(EXERCISE REQUIREMENTS) Filter the records below down to every line containing the string "tree", and copy each such line unchanged. Matching is case-sensitive.

(DATA TO USE)
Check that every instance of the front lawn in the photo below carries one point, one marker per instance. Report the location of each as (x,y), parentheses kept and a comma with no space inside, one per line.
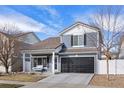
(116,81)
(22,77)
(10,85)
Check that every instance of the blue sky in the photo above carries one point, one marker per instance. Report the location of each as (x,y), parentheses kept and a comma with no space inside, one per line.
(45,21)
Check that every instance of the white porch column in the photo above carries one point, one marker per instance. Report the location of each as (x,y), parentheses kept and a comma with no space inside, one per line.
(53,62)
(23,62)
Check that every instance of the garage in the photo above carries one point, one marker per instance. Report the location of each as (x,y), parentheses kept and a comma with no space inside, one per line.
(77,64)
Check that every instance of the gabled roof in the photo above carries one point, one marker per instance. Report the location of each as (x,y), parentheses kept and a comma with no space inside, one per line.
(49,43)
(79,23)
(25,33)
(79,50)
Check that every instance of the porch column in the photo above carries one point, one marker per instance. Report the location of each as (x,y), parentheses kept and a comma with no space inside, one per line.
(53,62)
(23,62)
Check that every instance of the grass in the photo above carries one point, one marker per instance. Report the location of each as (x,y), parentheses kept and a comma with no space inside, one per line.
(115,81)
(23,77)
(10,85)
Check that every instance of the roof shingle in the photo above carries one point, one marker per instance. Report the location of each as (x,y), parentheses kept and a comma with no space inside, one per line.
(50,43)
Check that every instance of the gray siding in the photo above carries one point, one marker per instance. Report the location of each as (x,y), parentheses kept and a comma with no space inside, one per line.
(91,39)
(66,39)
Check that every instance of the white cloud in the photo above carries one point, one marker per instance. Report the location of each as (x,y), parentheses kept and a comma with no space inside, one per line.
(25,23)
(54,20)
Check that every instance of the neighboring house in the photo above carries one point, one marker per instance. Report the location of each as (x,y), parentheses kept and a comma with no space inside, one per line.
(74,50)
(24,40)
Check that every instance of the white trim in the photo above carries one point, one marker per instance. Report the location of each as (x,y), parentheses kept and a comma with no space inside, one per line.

...

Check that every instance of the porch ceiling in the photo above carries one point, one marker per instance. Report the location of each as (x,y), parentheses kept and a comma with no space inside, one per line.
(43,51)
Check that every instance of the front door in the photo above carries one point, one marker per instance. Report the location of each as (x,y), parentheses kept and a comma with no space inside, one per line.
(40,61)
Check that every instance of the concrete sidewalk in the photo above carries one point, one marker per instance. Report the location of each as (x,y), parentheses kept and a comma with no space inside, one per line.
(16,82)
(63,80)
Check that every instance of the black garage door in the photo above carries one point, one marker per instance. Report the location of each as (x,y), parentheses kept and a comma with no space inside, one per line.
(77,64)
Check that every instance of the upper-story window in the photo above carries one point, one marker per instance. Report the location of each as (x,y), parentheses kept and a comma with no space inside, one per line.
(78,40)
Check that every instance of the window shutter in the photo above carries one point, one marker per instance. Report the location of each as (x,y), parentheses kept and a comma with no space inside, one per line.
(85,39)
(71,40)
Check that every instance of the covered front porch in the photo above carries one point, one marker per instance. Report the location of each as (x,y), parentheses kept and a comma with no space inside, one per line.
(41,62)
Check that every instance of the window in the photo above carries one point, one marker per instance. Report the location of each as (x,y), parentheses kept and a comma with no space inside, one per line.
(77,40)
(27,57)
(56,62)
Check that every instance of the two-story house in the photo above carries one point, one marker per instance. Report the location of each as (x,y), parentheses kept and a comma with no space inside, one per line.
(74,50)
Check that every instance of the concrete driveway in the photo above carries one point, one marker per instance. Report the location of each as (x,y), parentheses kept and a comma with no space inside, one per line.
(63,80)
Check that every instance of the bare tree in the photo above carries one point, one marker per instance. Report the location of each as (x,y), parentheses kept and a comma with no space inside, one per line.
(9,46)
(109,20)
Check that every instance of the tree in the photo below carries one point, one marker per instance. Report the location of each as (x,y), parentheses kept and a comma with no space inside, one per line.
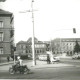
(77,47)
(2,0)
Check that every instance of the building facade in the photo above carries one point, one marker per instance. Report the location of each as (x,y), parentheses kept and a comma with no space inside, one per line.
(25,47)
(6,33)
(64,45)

...

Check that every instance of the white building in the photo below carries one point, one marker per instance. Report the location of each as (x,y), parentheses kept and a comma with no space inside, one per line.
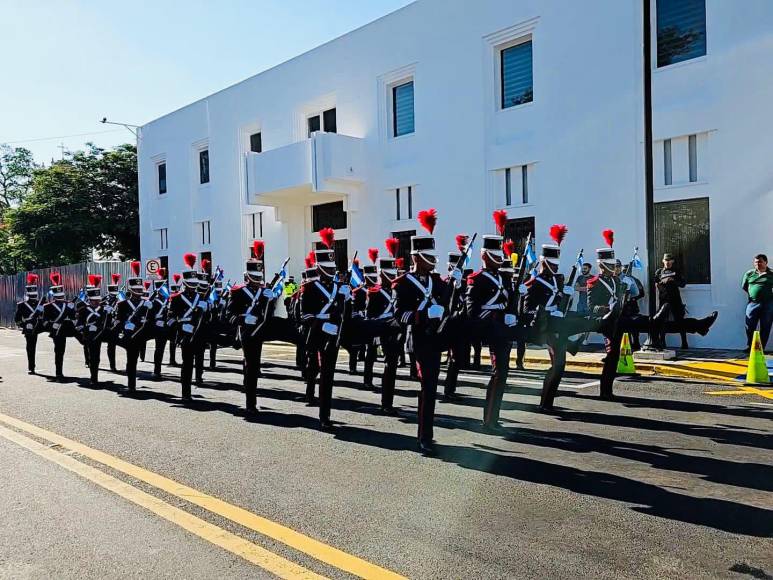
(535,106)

(CORRECT ANSWER)
Check that every instance of the bare tree in the photo above carries one point, one marker per instance. Report the location of each as (x,y), parentheses kept and a comma with no space inside, one per line.
Check that every instance of the tree in the photo below carries one point, one marker per instance. Report the location of each as (x,y), parentheses kept and a comma with no space inside, one per line.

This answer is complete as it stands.